> **PROMPT**:
The reply should give back every entry exactly as written.

[Opening LISTED RECORDS section]

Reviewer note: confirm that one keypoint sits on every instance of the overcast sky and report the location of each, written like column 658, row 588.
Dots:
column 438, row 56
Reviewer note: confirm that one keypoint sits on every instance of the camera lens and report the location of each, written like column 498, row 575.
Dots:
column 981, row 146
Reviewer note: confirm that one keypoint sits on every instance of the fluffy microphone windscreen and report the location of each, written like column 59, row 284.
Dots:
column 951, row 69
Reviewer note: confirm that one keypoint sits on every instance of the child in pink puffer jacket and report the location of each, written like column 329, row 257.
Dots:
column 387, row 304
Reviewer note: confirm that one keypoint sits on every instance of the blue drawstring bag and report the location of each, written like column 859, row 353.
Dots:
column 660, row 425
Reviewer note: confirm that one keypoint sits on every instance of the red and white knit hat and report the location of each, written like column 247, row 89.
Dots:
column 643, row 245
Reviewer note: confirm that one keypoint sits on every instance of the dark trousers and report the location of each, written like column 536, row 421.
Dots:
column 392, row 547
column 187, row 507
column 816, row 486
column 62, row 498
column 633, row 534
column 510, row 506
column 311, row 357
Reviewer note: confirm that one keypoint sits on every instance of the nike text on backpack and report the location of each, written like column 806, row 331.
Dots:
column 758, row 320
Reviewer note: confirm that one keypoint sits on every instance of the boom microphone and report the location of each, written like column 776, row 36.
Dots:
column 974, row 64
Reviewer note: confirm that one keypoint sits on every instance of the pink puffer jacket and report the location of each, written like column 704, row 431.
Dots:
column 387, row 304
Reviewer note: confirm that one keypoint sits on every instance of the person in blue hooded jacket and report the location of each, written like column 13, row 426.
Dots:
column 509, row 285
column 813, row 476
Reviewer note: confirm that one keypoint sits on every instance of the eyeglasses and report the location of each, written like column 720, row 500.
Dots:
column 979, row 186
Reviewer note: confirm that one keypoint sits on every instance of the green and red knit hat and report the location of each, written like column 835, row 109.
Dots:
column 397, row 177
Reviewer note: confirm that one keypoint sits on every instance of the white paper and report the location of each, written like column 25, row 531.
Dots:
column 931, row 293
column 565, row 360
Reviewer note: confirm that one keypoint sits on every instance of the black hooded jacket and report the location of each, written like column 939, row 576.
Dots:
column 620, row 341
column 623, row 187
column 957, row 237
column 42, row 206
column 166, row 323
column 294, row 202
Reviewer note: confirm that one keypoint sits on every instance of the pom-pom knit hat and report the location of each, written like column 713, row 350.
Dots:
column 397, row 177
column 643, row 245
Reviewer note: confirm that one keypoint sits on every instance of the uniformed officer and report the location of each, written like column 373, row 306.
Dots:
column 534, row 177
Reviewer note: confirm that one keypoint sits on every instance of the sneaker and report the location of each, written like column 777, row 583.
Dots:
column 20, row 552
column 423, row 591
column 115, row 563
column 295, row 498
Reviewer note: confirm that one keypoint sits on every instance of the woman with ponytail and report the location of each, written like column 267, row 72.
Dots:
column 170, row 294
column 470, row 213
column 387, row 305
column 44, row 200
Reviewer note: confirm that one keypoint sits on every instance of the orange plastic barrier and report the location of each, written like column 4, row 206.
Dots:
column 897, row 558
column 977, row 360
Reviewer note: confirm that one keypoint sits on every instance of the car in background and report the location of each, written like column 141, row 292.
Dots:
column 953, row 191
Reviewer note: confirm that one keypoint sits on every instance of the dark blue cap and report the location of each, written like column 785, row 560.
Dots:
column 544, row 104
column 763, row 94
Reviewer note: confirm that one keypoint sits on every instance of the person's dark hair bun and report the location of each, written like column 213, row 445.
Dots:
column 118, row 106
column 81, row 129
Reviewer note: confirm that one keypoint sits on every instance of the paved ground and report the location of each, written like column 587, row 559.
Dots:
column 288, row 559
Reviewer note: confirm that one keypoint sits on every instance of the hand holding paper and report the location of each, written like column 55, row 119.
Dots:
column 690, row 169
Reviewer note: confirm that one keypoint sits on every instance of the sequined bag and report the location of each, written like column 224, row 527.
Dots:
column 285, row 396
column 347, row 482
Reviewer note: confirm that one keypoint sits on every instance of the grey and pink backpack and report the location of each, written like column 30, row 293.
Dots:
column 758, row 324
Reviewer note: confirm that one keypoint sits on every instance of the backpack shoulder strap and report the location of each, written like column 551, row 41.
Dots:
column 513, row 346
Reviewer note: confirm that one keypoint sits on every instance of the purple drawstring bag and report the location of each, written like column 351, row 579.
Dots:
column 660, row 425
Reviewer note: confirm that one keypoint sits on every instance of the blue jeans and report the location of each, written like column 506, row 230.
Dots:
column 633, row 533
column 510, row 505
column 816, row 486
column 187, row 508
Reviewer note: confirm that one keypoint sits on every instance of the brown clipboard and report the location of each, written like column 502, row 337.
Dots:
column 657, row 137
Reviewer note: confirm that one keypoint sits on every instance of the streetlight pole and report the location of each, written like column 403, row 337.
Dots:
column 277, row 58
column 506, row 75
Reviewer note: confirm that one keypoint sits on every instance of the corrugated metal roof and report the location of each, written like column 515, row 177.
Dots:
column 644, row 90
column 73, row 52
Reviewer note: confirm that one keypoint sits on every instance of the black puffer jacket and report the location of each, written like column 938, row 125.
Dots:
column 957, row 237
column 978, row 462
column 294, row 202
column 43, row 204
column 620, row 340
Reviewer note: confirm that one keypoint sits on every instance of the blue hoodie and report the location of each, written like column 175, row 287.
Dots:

[Closing LISTED RECORDS section]

> **SOLUTION TO THIS TASK**:
Reviewer note: confirm that one keypoint sits on every instance of the overcast sky and report the location of each, written like column 658, row 588.
Dots:
column 438, row 56
Reviewer note: confirm that one keypoint sits on every instance of the camera lens and report the location of each, written like column 498, row 575.
Dots:
column 981, row 146
Reviewer note: confirm that one keypoint sits on every instance of the fluffy microphone windscreen and report the location of each, written like column 59, row 284.
Dots:
column 951, row 69
Reviewer note: confirm that one keypoint sits on every instance of the child in pink puffer jacket and report the location of each, written like column 329, row 257.
Dots:
column 387, row 304
Reviewer note: confirm that one keypoint sits on every instance of the blue drawstring bag and report the location of each, written like column 859, row 353.
Dots:
column 660, row 425
Reviewer note: confirm that one keypoint sits on every instance of the red and white knit hat and report the location of each, written like column 247, row 89.
Dots:
column 643, row 245
Reviewer note: confirm that one keypoint sits on every instance of the dark trousers and report the location of each, written like column 536, row 421.
Dots:
column 392, row 547
column 187, row 507
column 816, row 486
column 62, row 498
column 633, row 534
column 510, row 506
column 311, row 357
Reviewer note: confirm that one keypoint sits on every instance of the nike text on backpack and report the location of each, written like column 806, row 331.
Dots:
column 758, row 320
Reviewer note: confirm that one keypoint sits on every instance of the boom microphone and report the location of each, written like column 776, row 36.
Dots:
column 974, row 64
Reviewer note: confirm that one keypoint sits on every instance of the pink puffer jacket and report the location of each, written like column 704, row 431.
Dots:
column 387, row 304
Reviewer note: confirm that one keypoint sits on every instance of the person in blue hooded jacket and report the location of each, written like column 13, row 426.
Dots:
column 509, row 285
column 813, row 476
Reviewer note: confirm that one keypoint sits on every instance of the eyeglasses and report the location of each, written like column 720, row 500.
Dots:
column 979, row 186
Reviewer note: confirm that one keypoint sits on every instance of the green and red knit hat and report the location of each, written like column 835, row 109.
Dots:
column 397, row 177
Reviewer note: confirm that one keypoint sits on every instance of the white paper and report the location of each, written like column 25, row 531.
Dots:
column 931, row 293
column 565, row 360
Reviewer note: confirm that one keypoint sits on every instance of the black hooded jacket and report the location of each, written like column 939, row 576.
Dots:
column 620, row 341
column 623, row 187
column 957, row 237
column 42, row 206
column 166, row 323
column 294, row 202
Reviewer note: confirm that one keypoint sits on every instance of the pom-pom knit hat and report the location of each, written like column 713, row 350.
Dots:
column 397, row 177
column 643, row 245
Reviewer note: confirm that one keypoint sits on every instance of the uniformed officer and report the location of each, written like column 373, row 306.
Dots:
column 534, row 177
Reviewer note: confirm that one keypoint sits on every instance of the sneaker and report the location of each, written like column 777, row 583.
Dots:
column 20, row 552
column 423, row 591
column 115, row 563
column 295, row 498
Reviewer note: confirm that one keypoint sits on every instance of the woman with ponytail and report the location of each, written like column 267, row 72.
Dots:
column 170, row 294
column 470, row 213
column 387, row 305
column 44, row 200
Reviewer note: confirm that one keypoint sits on every instance of the orange plastic barrier and report the location of each, written like column 4, row 206.
Dots:
column 897, row 558
column 977, row 360
Reviewer note: confirm that one keypoint sits on every instance of the car in background and report the location of each, written like column 141, row 292.
Dots:
column 953, row 191
Reviewer note: confirm that one keypoint sits on every instance of the dark blue cap and report the location of each, written like column 785, row 560.
Dots:
column 544, row 104
column 763, row 94
Reviewer note: confirm that one keypoint sits on every instance of the person's dark hair bun and report the location of each, written like column 213, row 445.
Dots:
column 118, row 106
column 81, row 129
Reviewer note: confirm that one keypoint sits on every instance of the paved ground and report the location of each, written like column 587, row 559.
Dots:
column 288, row 559
Reviewer note: confirm that one keypoint sits on every instance of the hand holding paper and report the location of each, written like column 55, row 119.
Dots:
column 690, row 169
Reviewer note: confirm that one keypoint sits on every instance of the sequined bag and report the location of each, written like column 224, row 527.
Dots:
column 285, row 396
column 347, row 482
Reviewer note: confirm that one keypoint sits on every instance of the grey and pink backpack and report the location of each, written like column 30, row 293.
Dots:
column 758, row 324
Reviewer note: confirm that one keypoint sits on every instance of the backpack shoulder strap and report the location of each, written like column 551, row 41.
Dots:
column 513, row 346
Reviewer note: confirm that one keypoint sits on every instance of the purple drawstring bag and report the location of each, written like column 351, row 579.
Dots:
column 660, row 425
Reviewer note: confirm that one keypoint sits on every instance of the blue jeans and report the location of each, written like column 506, row 230.
Dots:
column 633, row 533
column 510, row 505
column 816, row 486
column 187, row 508
Reviewer note: confirm that one keypoint sits on every instance of the brown clipboard and report the location of each, written like column 502, row 337.
Dots:
column 657, row 137
Reviewer note: confirm that one keypoint sits on every instance of the streetlight pole and report the location of each, written like column 403, row 337.
Dots:
column 277, row 58
column 506, row 75
Reviewer note: confirm that one keypoint sits on every instance of the corrugated metal roof and report the location of each, written like column 515, row 177.
Dots:
column 644, row 90
column 73, row 52
Reviewer note: confirm that one keypoint sits on every instance of the black puffer jacket and report the location of each, written like column 938, row 125.
Dots:
column 957, row 237
column 978, row 462
column 294, row 202
column 43, row 204
column 620, row 340
Reviewer note: confirm that one keypoint sits on every instance of the blue hoodie and report the location of each, written like column 175, row 287.
Dots:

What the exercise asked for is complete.